── The data ──

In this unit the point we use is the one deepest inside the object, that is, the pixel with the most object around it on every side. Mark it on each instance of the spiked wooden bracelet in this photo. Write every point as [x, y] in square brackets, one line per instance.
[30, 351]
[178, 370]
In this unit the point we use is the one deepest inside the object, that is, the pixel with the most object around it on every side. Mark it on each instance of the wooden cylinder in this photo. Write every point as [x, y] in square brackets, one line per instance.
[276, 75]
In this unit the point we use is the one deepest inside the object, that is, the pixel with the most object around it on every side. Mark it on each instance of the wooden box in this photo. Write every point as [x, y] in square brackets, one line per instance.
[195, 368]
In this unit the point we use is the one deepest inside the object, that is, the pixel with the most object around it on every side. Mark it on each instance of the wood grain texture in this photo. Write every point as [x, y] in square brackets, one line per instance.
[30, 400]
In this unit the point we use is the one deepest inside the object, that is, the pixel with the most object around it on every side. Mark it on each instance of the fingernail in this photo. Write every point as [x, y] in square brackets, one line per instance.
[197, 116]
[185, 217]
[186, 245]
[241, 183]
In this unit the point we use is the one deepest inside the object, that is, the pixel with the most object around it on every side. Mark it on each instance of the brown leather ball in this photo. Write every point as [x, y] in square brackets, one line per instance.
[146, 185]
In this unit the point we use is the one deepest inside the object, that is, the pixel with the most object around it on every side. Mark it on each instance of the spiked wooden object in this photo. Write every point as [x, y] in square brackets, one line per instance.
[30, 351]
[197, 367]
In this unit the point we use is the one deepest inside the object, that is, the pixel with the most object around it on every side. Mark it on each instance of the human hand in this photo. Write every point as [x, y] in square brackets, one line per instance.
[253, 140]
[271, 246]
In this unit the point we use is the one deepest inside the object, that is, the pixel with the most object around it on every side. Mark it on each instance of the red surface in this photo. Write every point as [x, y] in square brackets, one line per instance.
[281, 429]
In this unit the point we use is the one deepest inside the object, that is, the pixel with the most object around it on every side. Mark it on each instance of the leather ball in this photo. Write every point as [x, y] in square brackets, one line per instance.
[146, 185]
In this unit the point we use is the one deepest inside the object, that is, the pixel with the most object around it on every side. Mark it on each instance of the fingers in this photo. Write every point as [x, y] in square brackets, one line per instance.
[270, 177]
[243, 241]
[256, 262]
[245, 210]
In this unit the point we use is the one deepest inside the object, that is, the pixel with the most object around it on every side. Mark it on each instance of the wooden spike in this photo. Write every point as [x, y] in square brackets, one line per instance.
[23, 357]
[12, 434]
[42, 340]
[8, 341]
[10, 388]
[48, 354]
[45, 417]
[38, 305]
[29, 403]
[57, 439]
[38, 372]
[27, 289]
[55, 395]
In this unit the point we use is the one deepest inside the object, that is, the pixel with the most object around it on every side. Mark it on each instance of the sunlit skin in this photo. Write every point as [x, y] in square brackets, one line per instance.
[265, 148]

───
── The data ──

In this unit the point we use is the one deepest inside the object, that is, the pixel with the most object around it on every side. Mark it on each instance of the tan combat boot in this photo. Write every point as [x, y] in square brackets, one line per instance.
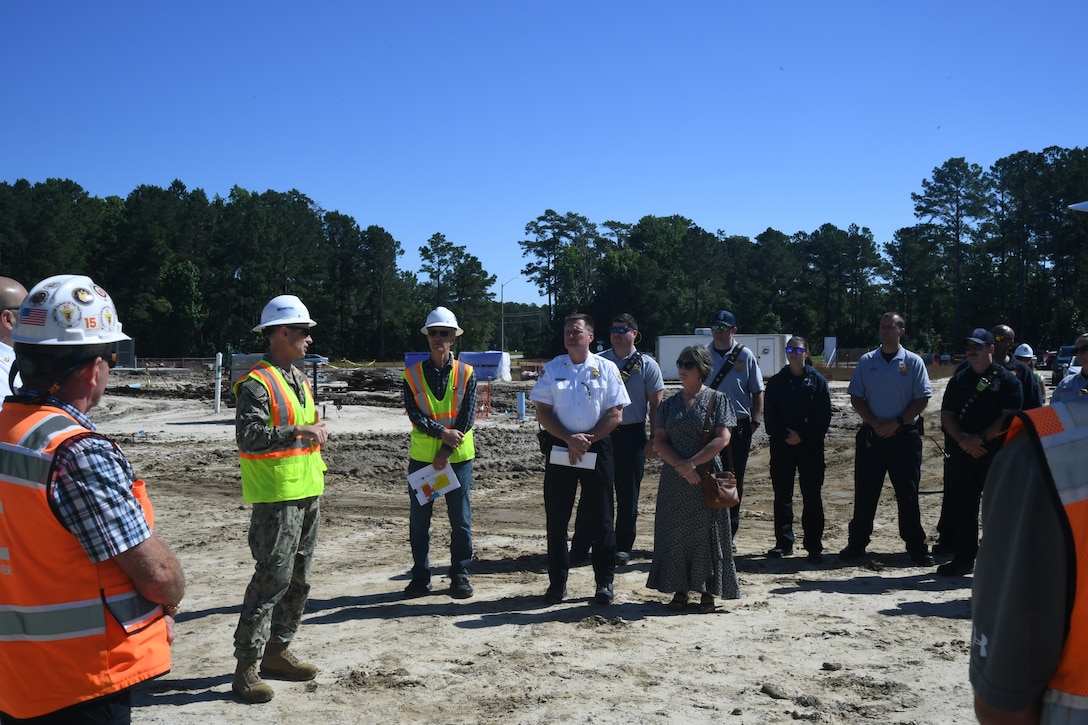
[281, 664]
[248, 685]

───

• _Problem statement_:
Which lines in the entries contain the string "human"? Copy each of those lines in full, matching case exactly.

• _Complete output_:
In this unit the point we use is the one deepest inside the object, that is, the pixel with the most object around it on every side. Mark it on each instance of the human hand in this photo. Write every point as [x, y] in square brackets, one line per instance.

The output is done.